----- Supplied entries -----

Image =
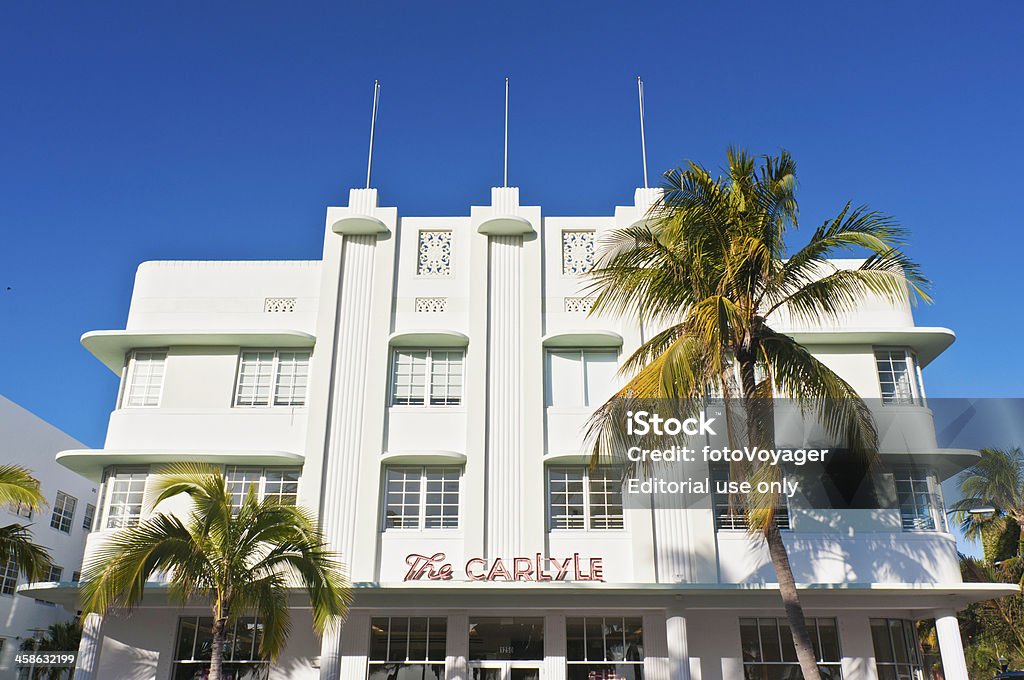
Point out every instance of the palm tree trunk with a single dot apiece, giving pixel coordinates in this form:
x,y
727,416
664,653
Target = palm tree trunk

-----

# [Problem to solve]
Return the complete material above exactly, with no picture.

# [Solution for this task]
Image =
Point out every instance of the palm tree trunk with a single dot apiece, giving pixel coordinates in this form:
x,y
727,416
664,653
Target = palm tree trunk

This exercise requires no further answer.